Saved entries:
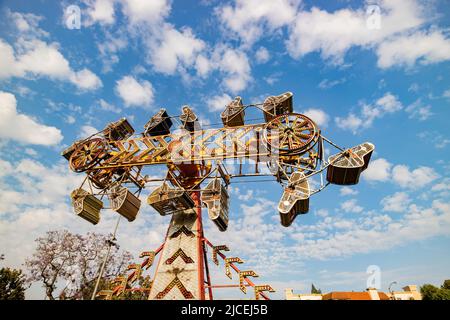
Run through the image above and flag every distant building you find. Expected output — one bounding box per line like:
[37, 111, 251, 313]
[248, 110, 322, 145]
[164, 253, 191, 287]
[285, 289, 322, 300]
[389, 285, 422, 300]
[322, 288, 390, 300]
[285, 285, 421, 300]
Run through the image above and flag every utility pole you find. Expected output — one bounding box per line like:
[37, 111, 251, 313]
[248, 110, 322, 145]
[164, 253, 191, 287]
[91, 216, 121, 300]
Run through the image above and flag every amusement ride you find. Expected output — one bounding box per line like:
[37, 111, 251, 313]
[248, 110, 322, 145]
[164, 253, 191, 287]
[62, 92, 375, 300]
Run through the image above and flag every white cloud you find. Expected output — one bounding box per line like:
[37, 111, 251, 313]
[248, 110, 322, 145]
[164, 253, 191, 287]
[204, 198, 289, 275]
[318, 78, 346, 89]
[435, 138, 450, 149]
[216, 1, 450, 72]
[336, 92, 403, 133]
[340, 186, 358, 196]
[381, 192, 411, 212]
[405, 99, 433, 121]
[147, 24, 206, 75]
[287, 6, 366, 62]
[376, 92, 404, 113]
[238, 189, 254, 201]
[376, 30, 450, 69]
[98, 99, 121, 113]
[302, 108, 329, 127]
[0, 91, 63, 146]
[96, 30, 128, 72]
[212, 45, 252, 93]
[264, 73, 281, 85]
[0, 40, 18, 79]
[286, 0, 425, 64]
[16, 39, 71, 76]
[86, 2, 255, 93]
[217, 0, 300, 45]
[0, 39, 66, 79]
[362, 158, 440, 190]
[120, 0, 170, 25]
[0, 38, 102, 90]
[1, 11, 101, 90]
[24, 148, 38, 156]
[362, 158, 392, 182]
[0, 156, 170, 299]
[334, 113, 363, 133]
[78, 125, 99, 139]
[65, 115, 76, 124]
[190, 45, 253, 93]
[83, 0, 116, 26]
[340, 199, 364, 213]
[408, 83, 420, 92]
[443, 89, 450, 99]
[255, 46, 270, 63]
[0, 159, 13, 177]
[115, 75, 154, 108]
[206, 93, 233, 112]
[431, 179, 450, 197]
[83, 1, 171, 73]
[69, 68, 103, 90]
[417, 131, 450, 149]
[392, 165, 439, 189]
[316, 209, 329, 217]
[195, 55, 212, 79]
[7, 10, 49, 39]
[1, 156, 448, 298]
[294, 200, 450, 260]
[14, 85, 34, 97]
[0, 158, 83, 215]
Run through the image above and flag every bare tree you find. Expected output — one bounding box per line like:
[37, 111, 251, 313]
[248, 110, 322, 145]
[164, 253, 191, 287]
[63, 232, 133, 300]
[25, 230, 79, 300]
[25, 230, 133, 300]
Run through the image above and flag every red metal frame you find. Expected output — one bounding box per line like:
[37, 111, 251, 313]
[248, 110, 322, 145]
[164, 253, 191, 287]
[203, 237, 270, 300]
[123, 197, 271, 300]
[192, 191, 206, 300]
[203, 243, 214, 300]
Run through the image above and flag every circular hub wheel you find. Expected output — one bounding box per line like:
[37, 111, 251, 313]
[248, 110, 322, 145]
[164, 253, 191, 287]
[168, 163, 212, 189]
[69, 138, 108, 173]
[264, 113, 319, 155]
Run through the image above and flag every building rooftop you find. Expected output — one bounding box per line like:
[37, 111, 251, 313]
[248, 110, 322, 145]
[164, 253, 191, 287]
[285, 285, 420, 300]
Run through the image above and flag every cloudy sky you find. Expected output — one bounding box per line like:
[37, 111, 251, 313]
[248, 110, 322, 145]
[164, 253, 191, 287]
[0, 0, 449, 299]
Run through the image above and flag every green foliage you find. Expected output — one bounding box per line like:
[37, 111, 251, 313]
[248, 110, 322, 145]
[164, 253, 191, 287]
[420, 281, 450, 300]
[0, 268, 26, 300]
[59, 277, 108, 300]
[433, 289, 450, 300]
[110, 276, 152, 300]
[420, 284, 439, 300]
[442, 279, 450, 290]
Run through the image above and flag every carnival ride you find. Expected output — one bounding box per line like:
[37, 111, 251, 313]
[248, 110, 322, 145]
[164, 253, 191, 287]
[62, 92, 374, 300]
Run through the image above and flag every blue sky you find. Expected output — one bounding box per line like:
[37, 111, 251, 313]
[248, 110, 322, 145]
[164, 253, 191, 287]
[0, 0, 449, 299]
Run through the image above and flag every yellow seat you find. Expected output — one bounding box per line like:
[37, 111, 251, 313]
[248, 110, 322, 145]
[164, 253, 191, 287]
[147, 183, 195, 216]
[144, 108, 173, 136]
[71, 188, 103, 225]
[202, 179, 229, 231]
[221, 97, 245, 127]
[326, 142, 375, 185]
[103, 118, 135, 141]
[278, 172, 310, 227]
[262, 92, 293, 122]
[180, 106, 200, 132]
[109, 185, 141, 222]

### [Problem statement]
List every line above that contains the word "building".

### [Solution for this exercise]
Run through the image above and flag every distant building you find. Expected output — one bounding box per line like:
Run through the image above and flag every building rooftop you find. Expected output — one bounding box per line like:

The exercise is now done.